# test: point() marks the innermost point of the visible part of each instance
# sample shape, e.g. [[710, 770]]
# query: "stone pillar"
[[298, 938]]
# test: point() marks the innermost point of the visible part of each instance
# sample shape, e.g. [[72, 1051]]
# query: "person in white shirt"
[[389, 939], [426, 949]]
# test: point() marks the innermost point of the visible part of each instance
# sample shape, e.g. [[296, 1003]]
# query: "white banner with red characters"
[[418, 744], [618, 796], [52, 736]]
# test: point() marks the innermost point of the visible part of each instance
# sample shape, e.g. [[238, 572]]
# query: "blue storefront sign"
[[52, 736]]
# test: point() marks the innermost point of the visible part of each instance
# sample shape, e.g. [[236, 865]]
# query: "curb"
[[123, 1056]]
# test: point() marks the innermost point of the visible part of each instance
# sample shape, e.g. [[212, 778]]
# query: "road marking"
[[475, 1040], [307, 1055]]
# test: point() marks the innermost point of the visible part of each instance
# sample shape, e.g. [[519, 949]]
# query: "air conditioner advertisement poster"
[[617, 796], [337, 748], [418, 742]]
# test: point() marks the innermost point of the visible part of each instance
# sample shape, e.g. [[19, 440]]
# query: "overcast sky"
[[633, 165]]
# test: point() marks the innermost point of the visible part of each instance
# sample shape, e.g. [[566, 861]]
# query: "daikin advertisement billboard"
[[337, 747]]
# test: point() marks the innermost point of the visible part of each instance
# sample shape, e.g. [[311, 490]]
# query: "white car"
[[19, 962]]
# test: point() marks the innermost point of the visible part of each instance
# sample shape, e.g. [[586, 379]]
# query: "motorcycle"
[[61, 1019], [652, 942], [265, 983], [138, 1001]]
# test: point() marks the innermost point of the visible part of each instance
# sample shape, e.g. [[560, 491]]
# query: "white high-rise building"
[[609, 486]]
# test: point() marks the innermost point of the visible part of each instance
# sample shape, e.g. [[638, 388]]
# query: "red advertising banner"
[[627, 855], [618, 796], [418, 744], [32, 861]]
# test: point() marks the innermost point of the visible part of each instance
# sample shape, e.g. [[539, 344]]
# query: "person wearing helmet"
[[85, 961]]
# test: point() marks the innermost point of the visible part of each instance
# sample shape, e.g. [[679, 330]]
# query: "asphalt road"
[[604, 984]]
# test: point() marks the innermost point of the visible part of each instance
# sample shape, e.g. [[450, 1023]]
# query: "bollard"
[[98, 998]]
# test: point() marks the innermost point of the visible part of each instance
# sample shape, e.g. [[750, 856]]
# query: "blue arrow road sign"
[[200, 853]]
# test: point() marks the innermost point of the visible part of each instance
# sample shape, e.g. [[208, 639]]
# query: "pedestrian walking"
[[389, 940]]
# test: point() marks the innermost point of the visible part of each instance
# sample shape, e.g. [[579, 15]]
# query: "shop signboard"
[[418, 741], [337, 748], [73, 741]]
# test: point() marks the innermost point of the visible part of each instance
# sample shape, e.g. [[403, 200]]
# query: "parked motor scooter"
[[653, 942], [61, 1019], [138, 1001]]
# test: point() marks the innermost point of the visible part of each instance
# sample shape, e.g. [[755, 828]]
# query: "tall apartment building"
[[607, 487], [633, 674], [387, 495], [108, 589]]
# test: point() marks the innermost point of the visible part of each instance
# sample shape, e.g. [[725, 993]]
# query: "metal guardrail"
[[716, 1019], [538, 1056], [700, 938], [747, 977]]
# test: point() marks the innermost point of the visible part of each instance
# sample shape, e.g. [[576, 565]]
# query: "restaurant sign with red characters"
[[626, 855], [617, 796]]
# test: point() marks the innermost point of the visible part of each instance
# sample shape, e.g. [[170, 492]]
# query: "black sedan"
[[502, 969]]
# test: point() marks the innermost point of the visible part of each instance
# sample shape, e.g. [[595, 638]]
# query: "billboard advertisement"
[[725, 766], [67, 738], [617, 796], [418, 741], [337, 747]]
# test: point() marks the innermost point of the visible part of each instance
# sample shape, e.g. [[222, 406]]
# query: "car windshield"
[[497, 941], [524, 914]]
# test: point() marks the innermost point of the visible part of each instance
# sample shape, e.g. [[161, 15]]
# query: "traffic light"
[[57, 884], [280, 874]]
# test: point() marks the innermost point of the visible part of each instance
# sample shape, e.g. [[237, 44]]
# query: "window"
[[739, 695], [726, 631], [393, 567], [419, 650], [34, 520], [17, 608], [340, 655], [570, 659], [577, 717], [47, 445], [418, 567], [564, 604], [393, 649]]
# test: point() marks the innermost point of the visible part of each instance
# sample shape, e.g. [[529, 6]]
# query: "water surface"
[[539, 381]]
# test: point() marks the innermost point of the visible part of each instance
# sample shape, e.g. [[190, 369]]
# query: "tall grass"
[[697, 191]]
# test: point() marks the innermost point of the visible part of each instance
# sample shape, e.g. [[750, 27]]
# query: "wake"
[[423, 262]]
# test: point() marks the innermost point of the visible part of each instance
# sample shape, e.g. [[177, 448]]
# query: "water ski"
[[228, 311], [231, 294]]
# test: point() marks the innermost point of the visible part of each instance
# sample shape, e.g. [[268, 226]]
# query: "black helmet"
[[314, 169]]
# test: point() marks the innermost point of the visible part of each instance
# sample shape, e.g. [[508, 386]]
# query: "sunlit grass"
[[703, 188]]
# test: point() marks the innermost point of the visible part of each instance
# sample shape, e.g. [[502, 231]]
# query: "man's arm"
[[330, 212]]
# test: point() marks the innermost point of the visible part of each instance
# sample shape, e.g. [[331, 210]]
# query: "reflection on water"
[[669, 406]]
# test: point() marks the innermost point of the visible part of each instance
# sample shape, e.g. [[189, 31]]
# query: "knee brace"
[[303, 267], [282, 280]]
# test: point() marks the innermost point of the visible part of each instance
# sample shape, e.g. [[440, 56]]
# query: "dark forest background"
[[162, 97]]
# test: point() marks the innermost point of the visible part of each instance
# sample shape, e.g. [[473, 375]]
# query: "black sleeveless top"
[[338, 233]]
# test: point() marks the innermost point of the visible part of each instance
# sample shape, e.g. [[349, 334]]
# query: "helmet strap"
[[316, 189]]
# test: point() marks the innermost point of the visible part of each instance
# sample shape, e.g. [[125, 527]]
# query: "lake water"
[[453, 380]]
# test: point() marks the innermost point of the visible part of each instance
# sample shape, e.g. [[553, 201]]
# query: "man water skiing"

__Written request__. Write an exact transcription of every entry above.

__Output of the exercise__.
# test: point() marks the innermost point of the visible part of each instance
# sample shape, e.g. [[710, 770]]
# query: "stone pillar"
[[298, 938]]
# test: point() marks the innermost point of the visible part of each instance
# sample shape, e.g. [[72, 1051]]
# query: "person in white shirt"
[[389, 939], [426, 949]]
# test: point() marks the innermost point of the visible part of each instance
# sample shape, e.g. [[296, 1003]]
# query: "white banner with red characters"
[[418, 744], [618, 796], [52, 736]]
# test: point() marks the innermost point of the visible part of each instance
# sample shape, e.g. [[238, 572]]
# query: "blue storefront sign"
[[52, 736]]
# test: point() marks the innermost point of the visible part of each instance
# sample shape, e.g. [[236, 865]]
# query: "curb"
[[123, 1056]]
# test: point() marks the innermost point of the visible part of each instance
# sample shape, e.g. [[212, 778]]
# query: "road marking"
[[475, 1040], [307, 1055]]
# test: point() marks the innermost point of the visible part of each instance
# sample shape, e.g. [[519, 949]]
# query: "air conditioner advertisement poster"
[[617, 796], [337, 748], [418, 742]]
# test: point() marks the innermost point of the visible part of each instance
# sample shape, e.g. [[19, 440]]
# query: "overcast sky"
[[633, 165]]
# test: point() marks the innermost point of the visible part of each instance
# sample shape, e.g. [[566, 861]]
# query: "daikin advertisement billboard"
[[337, 747]]
# test: point() marks the innermost point of the visible part of each instance
# sample shape, e.g. [[311, 490]]
# query: "white car"
[[19, 962]]
# test: point() marks the innermost point of the visible part of each instance
# sample shape, e.g. [[586, 379]]
# query: "motorcycle"
[[61, 1019], [652, 942], [265, 983], [138, 1001]]
# test: point() marks the innermost point of the visible part of each instance
# sample shape, e.g. [[560, 491]]
# query: "white high-rise building"
[[609, 486]]
# test: point() marks the innermost point of the visible part of each instance
# sample shape, e.g. [[638, 388]]
# query: "red advertising banner"
[[627, 855], [618, 796], [418, 744], [32, 861]]
# test: point() marks the innermost point of the visible part of each instance
# sample shape, e.g. [[539, 344]]
# query: "person wearing helmet"
[[85, 961]]
# test: point() marks the innermost point of the visible part of each instance
# sample shape, e.g. [[679, 330]]
# query: "asphalt road"
[[604, 984]]
# test: point() marks the innermost point of the visible part of each instance
# sample shape, e.g. [[450, 1023]]
# query: "bollard"
[[98, 998]]
# test: point() marks the innermost point of the visible part of each instance
# sample shape, e.g. [[750, 856]]
# query: "blue arrow road sign"
[[200, 853]]
# test: point() marks the innermost point of the visible part of each instance
# sample shape, e.g. [[208, 639]]
# query: "pedestrian walking"
[[389, 940]]
# test: point() marks the innermost point of the visible part of each instance
# sample shape, e.g. [[579, 15]]
# query: "shop signboard"
[[418, 741], [337, 748], [73, 741]]
# test: point() marks the innermost point of the visible part of each instance
# sample shape, e.g. [[403, 200]]
# query: "parked motor scooter"
[[653, 942], [61, 1019], [138, 1001]]
# test: point() marks the innermost point of the visible part of each instance
# sample shape, e.g. [[755, 828]]
# query: "tall apartment building"
[[607, 487], [633, 674], [387, 495], [108, 589]]
# test: point() marks the innermost point of the visible part of each instance
# sample shape, e.g. [[725, 993]]
# query: "metal guardrail"
[[716, 1019], [538, 1056], [700, 938], [747, 977]]
# test: point() marks the innermost point of the visible part of each instance
# sample shape, e.g. [[576, 565]]
# query: "restaurant sign with red characters"
[[626, 855], [617, 796]]
# test: point() marks the innermost point of the visible part of each instance
# sample shape, e.g. [[170, 492]]
# query: "black sedan"
[[502, 969]]
# test: point() marks the innermost point of the visible part of each instance
# sample shape, e.g. [[595, 638]]
# query: "billboard advertisement"
[[725, 766], [67, 738], [617, 796], [418, 741], [337, 747]]
# test: point() marks the innermost point of the visible part of each instance
# sample shape, e.g. [[222, 406]]
# query: "car windshield"
[[497, 941], [524, 914]]
# test: point() marks the innermost point of the visible part of each instance
# sample shape, e.g. [[161, 15]]
# query: "traffic light"
[[57, 884], [280, 874]]
# test: point() marks the innermost point of the visible part of each instance
# sample shape, e.g. [[237, 44]]
# query: "window"
[[739, 695], [726, 631], [393, 567], [419, 650], [34, 520], [17, 608], [340, 655], [570, 659], [577, 717], [47, 445], [418, 567], [564, 604], [393, 649]]
# test: point() marks the innermost point of the visible part of each instance
# sample shape, e.g. [[529, 6]]
# query: "water surface"
[[539, 381]]
# test: point() marks the innermost point of the visible part of each instance
# sample shape, e.g. [[190, 369]]
# query: "tall grass"
[[697, 191]]
# test: point() marks the innermost point of the visible part of each instance
# sample shape, e.g. [[750, 27]]
# query: "wake"
[[423, 262]]
# test: point() marks the innermost point of the visible part of each instance
# sample shape, e.g. [[177, 448]]
# query: "water ski"
[[228, 311], [231, 294]]
# test: point() marks the innermost point of the visible part of each instance
# sample shape, e.g. [[268, 226]]
# query: "black helmet"
[[314, 169]]
# test: point() marks the innermost point of the visible part of each instance
# sample shape, e.g. [[508, 386]]
# query: "sunlit grass"
[[703, 188]]
# test: point() marks the innermost point of the visible part of each instance
# sample shape, e.g. [[502, 231]]
# query: "man's arm"
[[330, 212]]
# test: point() marks the innermost point of the visible part of each instance
# sample shape, e.g. [[331, 210]]
# query: "reflection on water"
[[669, 406]]
# test: point() marks the innermost point of the visible part of each instance
# sample shape, e.g. [[189, 31]]
# query: "knee brace"
[[303, 267], [282, 280]]
# test: point() marks the innermost point of the visible part of each instance
# sample shape, e.g. [[440, 56]]
# query: "dark forest background"
[[162, 97]]
# test: point() marks the innermost point of the visible part of each instance
# sample shape, e.g. [[473, 375]]
# query: "black sleeveless top"
[[338, 233]]
# test: point() marks the innermost point of the visible part of each instance
# sample shape, e.g. [[349, 334]]
# query: "helmet strap"
[[316, 189]]
# test: point() marks the innermost point of the visible part of each instance
# sample shape, e.g. [[125, 527]]
# query: "lake water"
[[453, 380]]
# test: point() marks the innermost point of the visible part of each instance
# sample shape, e.g. [[553, 201]]
# query: "man water skiing"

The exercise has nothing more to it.